Copy the listing out exactly as shown.

%%

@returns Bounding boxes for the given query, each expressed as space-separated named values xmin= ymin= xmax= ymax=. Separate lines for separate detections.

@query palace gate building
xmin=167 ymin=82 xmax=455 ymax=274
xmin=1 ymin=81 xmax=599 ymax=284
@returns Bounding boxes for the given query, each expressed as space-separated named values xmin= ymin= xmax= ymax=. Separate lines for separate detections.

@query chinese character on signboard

%%

* [ANSWER SPACE]
@returns Bounding boxes for the given query, each expressed as space-separated named values xmin= ymin= xmax= ymax=. Separate lines for separate detections.

@query palace gate building
xmin=167 ymin=82 xmax=455 ymax=274
xmin=1 ymin=81 xmax=599 ymax=284
@returns Bounding boxes for the given query, each expressed as space-separated named values xmin= ymin= xmax= ymax=. Separate lines for separate detections.

@query chinese character on signboard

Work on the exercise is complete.